## STATED TASK
Return the passage of the WordPress-to-Jekyll script page starting at "wp2jekyll does a" and ending at "botched some content.", copied word for word.

## PAGE TEXT
┌────────

A Python script that makes migrating from WordPress to Jekyll as painless as possible


A Python script that makes migrating from WordPress to Jekyll as painless as possible.

I wrote this script after going through the painful process of manually migrating my WordPress blog to Jekyll because no existing migration tools met my needs.


This CLI script takes a WordPress export XML file and:

  • Downloads all media content from the WordPress blog
  • Converts pages and posts from HTML to Markdown with html2text
  • Replaces media URLs in the Markdown content to the new relative URIs
  • Includes useful information in the Jekyll Front Data YAML

How is this different than the Jekyll Exporter Wordpress plugin?

wp2jekyll does a few things that Jeyll Eporter WordPress plugin by Ben Balter does not:

  • By default, wp2jekyll will retain the existing permalink of posts and pages, so incoming links don't break.
  • Rather than just dumping all WordPress post metadata to YAML in the Front Data, wp2jekyll only retains items useful for SEO (i.e, the featured image and Yoast metadata), and maps them to variable names that are expected by many Jekyll themes. This makes the Front Data much cleaner and useful.
  • By default, wp2jekyll adjusts image/attachment URLs to be relative to the assets directory.
  • wp2jekyll keeps a copy of the original post HTML outside of the Jekyll build path so you can look at that in case the Markdown conversion botched some content.

Front Data

How the Front Data is used depends on the Jekyll theme in use. The Front Data generated by wp2jekyll is designed for use with the Chirpy theme, but many other themes use the same variable names, so it should work as-is for other themes too.

Variable Description
layout The layout to use (i.e., post, or page)
permalink Sets the URI of the post or page so it matches the WordPress one
title The post title
seo_title The SEO title from Yoast SEO - not currently used by any Jekyll theme
description The description from the WordPress or Yoast SEO description fields
date The GMT timestamp of the post or page in YYYY:MM:DD HH:MM SS -0000 format
last_modified_at The GMT modification timestamp of the post or page in YYYY:MM:DD HH:MM SS -0000 format
Path to the featured image and optional alt text
publish Sets if the post or page is published (True or False)
pin Sets if the post or page is pinned (True or False)

└────────

(Location identification entries)
┌────────

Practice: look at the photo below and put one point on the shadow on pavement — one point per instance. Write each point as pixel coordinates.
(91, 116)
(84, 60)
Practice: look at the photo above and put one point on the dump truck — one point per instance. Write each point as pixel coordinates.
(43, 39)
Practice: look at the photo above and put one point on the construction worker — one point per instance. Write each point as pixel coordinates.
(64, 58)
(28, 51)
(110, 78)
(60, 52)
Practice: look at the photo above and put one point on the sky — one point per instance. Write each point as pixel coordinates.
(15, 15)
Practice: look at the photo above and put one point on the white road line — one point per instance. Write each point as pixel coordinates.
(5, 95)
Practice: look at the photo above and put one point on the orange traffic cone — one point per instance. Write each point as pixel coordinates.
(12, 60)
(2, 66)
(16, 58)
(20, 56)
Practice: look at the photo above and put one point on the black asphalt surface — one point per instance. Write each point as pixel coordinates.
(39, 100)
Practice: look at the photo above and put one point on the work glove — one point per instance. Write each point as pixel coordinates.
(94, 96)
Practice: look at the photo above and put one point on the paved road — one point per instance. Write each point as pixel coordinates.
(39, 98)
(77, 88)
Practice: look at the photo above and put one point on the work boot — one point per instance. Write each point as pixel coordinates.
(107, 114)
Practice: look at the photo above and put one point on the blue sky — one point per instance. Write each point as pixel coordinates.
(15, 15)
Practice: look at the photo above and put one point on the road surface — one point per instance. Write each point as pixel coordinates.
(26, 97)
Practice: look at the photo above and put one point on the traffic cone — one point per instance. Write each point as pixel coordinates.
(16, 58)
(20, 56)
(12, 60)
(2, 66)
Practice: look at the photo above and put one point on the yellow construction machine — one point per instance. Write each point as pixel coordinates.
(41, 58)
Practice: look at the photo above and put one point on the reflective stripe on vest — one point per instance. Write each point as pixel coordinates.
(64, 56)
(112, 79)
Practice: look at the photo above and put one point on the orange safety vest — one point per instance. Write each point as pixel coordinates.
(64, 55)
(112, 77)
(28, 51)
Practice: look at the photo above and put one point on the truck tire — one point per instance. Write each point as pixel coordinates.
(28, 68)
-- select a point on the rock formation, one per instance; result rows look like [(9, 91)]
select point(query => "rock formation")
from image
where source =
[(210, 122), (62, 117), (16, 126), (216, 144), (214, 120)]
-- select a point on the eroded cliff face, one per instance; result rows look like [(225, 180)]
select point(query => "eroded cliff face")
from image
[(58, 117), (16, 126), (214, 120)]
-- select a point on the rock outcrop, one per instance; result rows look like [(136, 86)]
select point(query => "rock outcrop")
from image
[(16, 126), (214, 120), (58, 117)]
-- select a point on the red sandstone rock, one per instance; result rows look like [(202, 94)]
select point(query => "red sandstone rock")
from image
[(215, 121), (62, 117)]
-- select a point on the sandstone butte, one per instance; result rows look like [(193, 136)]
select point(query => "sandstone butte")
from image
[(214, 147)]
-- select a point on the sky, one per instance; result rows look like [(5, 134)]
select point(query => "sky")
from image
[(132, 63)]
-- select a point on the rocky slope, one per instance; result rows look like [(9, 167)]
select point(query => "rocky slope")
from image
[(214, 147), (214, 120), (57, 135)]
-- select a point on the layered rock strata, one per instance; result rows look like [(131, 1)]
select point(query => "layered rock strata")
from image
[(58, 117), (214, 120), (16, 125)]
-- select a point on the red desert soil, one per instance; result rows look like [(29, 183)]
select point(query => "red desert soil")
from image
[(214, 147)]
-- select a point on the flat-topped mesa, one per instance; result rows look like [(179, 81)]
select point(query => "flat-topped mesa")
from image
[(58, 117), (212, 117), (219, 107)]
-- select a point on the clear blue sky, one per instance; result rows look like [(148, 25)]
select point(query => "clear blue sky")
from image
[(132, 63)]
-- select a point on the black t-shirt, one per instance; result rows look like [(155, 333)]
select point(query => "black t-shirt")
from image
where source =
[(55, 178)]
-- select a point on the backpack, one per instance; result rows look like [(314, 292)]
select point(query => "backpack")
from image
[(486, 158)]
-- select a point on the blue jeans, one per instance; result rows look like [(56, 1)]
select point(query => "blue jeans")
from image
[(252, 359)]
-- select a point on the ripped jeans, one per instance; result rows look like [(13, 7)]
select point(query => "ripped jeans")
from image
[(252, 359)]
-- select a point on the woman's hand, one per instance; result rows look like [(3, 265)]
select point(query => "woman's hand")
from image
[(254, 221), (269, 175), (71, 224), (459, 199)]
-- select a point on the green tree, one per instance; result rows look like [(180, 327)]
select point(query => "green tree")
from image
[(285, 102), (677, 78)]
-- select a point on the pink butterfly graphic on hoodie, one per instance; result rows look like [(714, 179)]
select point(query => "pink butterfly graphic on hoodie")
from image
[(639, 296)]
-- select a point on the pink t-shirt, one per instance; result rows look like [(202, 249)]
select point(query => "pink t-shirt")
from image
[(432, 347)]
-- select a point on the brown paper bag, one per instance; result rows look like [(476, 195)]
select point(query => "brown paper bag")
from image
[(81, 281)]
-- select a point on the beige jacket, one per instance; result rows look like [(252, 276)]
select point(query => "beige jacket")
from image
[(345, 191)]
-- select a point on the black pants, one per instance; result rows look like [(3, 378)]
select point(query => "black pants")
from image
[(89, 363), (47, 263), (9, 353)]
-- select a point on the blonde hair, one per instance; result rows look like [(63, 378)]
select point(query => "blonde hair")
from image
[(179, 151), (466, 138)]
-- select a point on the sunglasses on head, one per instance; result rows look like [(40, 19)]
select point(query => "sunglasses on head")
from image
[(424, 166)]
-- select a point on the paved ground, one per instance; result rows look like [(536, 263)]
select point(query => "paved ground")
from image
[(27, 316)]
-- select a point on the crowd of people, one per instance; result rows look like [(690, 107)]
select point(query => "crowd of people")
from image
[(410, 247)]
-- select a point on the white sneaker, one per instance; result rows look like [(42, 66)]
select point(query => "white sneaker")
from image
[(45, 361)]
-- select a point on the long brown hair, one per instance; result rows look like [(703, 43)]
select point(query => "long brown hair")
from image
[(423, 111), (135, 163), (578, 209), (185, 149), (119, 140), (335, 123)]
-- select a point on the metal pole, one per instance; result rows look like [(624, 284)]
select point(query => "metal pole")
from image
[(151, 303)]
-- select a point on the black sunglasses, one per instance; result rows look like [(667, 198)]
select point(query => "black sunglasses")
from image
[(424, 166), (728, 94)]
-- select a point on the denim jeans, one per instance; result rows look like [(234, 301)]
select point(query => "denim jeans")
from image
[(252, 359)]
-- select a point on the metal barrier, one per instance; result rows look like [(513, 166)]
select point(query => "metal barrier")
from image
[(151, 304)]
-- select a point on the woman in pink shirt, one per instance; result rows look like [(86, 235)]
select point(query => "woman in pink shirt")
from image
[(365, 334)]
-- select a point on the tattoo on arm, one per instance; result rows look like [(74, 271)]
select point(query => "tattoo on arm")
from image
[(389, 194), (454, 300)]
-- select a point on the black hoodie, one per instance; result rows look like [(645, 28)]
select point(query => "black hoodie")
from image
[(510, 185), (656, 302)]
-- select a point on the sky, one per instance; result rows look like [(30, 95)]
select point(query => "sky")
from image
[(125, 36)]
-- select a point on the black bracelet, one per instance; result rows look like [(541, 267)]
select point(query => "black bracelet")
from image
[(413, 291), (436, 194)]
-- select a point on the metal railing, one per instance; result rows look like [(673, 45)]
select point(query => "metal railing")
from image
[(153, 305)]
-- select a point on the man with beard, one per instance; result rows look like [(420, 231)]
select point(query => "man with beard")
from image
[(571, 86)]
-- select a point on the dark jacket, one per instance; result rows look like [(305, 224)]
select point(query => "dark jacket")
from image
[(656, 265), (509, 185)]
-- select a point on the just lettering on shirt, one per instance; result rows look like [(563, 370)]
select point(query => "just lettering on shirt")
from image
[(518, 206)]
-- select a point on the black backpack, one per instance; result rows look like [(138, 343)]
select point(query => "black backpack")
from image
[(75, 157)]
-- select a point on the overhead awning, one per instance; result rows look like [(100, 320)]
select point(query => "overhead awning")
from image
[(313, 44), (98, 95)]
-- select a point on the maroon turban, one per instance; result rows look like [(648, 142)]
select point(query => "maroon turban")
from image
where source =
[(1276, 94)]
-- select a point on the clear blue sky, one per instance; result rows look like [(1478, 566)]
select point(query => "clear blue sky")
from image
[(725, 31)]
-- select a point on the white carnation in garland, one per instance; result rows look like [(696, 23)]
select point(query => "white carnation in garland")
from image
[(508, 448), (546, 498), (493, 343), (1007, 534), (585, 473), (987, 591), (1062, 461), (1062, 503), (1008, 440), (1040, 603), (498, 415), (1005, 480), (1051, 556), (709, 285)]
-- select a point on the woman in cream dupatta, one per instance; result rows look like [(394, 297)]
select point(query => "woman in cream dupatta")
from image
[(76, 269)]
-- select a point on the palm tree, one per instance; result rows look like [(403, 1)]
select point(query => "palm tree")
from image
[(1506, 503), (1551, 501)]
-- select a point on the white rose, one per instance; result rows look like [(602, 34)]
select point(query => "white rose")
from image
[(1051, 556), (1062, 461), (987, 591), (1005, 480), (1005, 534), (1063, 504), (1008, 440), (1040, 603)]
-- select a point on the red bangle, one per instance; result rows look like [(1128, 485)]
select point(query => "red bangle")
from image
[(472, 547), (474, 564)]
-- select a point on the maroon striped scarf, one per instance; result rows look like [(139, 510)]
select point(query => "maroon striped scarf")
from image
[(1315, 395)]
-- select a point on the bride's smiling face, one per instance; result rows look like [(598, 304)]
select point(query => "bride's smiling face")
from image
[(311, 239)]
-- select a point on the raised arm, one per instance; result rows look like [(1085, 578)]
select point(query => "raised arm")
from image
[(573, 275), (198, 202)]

└────────

## RESPONSE TO THIS EXERCISE
wp2jekyll does a few things that Jeyll Eporter WordPress plugin by Ben Balter does not:

  • By default, wp2jekyll will retain the existing permalink of posts and pages, so incoming links don't break.
  • Rather than just dumping all WordPress post metadata to YAML in the Front Data, wp2jekyll only retains items useful for SEO (i.e, the featured image and Yoast metadata), and maps them to variable names that are expected by many Jekyll themes. This makes the Front Data much cleaner and useful.
  • By default, wp2jekyll adjusts image/attachment URLs to be relative to the assets directory.
  • wp2jekyll keeps a copy of the original post HTML outside of the Jekyll build path so you can look at that in case the Markdown conversion botched some content.